Given problem:
Could you repeat, word for word, every line from the one containing "The pointer SHOULD return, for each instance of the man in" through the final line of the records below, and nothing else?

---- Supplied records

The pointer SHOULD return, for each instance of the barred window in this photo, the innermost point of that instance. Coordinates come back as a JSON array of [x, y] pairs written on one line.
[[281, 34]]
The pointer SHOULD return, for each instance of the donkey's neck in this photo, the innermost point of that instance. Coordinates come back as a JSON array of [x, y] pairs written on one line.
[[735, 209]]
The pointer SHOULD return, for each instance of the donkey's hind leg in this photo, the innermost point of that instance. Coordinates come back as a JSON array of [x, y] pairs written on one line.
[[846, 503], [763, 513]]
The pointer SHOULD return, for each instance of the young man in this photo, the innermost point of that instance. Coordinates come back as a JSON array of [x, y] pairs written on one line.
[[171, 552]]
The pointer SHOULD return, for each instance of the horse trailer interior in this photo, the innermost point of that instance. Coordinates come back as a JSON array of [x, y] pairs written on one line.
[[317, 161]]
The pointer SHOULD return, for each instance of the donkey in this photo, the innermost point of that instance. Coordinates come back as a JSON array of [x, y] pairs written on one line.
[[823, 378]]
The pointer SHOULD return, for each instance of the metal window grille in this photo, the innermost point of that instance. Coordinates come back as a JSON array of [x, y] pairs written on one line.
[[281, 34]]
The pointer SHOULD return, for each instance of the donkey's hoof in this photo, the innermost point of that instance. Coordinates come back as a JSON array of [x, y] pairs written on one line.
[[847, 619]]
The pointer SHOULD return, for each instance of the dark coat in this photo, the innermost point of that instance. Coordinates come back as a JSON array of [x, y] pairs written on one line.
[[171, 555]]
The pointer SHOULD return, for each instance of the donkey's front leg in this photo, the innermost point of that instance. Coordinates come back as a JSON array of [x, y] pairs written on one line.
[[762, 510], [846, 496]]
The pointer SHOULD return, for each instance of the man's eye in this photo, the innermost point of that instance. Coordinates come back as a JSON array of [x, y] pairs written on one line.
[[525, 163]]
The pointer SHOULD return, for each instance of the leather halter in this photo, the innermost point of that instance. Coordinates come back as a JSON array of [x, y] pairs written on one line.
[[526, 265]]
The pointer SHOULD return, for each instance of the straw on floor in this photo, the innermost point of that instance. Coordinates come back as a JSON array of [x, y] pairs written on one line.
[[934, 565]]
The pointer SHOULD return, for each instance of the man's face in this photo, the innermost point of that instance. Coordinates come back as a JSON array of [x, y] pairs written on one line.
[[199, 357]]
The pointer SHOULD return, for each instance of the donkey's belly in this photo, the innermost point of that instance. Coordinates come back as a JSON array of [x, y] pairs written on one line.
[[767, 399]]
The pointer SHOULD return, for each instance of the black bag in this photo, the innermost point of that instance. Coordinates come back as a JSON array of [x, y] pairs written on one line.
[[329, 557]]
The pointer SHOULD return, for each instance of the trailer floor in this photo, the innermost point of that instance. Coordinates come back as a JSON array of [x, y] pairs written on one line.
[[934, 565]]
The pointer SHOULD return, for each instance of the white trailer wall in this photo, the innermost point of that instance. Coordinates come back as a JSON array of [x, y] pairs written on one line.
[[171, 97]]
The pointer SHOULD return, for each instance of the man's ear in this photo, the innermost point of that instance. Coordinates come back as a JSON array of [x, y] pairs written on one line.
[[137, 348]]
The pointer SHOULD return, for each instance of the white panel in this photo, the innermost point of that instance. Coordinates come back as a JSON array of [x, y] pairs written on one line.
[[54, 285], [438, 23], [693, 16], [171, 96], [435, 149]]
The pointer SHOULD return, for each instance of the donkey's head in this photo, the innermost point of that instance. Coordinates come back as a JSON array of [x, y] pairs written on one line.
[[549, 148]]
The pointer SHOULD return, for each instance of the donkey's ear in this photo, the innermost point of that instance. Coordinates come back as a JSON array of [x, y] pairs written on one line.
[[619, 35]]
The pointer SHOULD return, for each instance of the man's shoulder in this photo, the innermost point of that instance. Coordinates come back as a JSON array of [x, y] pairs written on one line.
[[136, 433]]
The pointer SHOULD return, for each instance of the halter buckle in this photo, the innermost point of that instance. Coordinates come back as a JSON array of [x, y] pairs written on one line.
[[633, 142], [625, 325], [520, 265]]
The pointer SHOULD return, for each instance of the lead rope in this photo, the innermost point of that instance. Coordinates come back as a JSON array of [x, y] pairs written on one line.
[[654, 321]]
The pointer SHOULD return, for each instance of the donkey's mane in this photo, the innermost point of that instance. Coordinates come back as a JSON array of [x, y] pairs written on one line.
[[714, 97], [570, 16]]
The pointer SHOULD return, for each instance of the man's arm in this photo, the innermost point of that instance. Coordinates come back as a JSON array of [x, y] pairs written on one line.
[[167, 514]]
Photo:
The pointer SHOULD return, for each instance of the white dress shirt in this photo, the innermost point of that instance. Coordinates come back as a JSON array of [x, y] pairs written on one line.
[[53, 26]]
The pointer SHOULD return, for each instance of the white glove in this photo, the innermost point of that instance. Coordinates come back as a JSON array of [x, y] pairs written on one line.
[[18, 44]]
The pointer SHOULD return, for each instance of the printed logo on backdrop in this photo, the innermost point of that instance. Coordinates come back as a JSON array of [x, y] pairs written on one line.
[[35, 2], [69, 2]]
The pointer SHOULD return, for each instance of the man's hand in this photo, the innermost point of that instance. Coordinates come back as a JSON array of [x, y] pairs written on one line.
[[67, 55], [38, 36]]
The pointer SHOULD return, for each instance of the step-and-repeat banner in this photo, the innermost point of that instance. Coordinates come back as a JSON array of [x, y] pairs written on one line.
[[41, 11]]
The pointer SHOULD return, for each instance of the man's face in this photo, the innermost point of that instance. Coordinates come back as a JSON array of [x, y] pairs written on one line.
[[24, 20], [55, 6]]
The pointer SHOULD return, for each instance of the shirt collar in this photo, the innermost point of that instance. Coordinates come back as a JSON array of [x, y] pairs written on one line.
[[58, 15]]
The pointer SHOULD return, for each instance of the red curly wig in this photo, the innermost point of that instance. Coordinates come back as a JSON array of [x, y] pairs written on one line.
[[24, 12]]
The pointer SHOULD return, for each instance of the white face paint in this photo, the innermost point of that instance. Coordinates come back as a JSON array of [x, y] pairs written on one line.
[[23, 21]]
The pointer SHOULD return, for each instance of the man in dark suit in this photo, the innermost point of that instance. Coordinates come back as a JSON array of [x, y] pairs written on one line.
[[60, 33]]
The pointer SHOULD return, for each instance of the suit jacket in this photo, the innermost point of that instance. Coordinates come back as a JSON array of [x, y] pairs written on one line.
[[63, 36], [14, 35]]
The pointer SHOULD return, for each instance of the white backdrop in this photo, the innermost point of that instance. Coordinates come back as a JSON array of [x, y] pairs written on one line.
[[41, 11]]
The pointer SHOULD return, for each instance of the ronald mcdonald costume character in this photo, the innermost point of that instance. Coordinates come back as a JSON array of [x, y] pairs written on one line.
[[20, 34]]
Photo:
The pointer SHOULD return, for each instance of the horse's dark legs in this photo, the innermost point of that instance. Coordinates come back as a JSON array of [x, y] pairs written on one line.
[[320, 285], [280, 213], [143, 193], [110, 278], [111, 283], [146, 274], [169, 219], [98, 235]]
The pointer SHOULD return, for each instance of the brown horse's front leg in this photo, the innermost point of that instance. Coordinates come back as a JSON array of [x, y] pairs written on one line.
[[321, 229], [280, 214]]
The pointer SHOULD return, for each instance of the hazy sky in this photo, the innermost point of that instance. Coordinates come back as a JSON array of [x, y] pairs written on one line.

--------

Task response:
The pointer SHOULD return, for each instance of the man in dark suit in this photo, the innermost point of that instance. Coordinates come back as a JSON array of [x, y] pairs written on one line.
[[60, 33]]
The pointer SHOULD return, for each instance of the suit jacket in this photo, the innermost point of that instance. Coordinates come back as a JSON array of [x, y] pairs written on one line.
[[63, 36], [14, 35]]
The pointer SHOULD return, for each instance of the white backdrop in this photo, the innermost point of that instance. Coordinates come back as a JSON array of [x, y] pairs written on one line.
[[41, 11]]
The pointer SHOULD return, for each instance of the ronald mcdonald costume character in this photo, the innermost point of that instance. Coordinates come back as a JSON array of [x, y] pairs written on one line.
[[20, 34]]
Photo:
The pointer SHOULD return, for each instance of the horse's dark legs in this photo, the innermost point of that instance. Coordinates come back as a JSON array of [x, y] pairs written on one line.
[[320, 285], [280, 213], [143, 193], [110, 278], [111, 283], [146, 274], [169, 219], [98, 235]]
The pointer SHOULD return, for each instance of the brown horse's front leg in this photo, the innermost point of that instance. Coordinates come back as a JSON array of [x, y] pairs written on one line.
[[321, 229], [280, 214]]
The pointer SHOULD return, for each instance of the hazy sky in this photo, the innermost point of that instance. Coordinates come back as a JSON array of [x, y] pairs written on one line.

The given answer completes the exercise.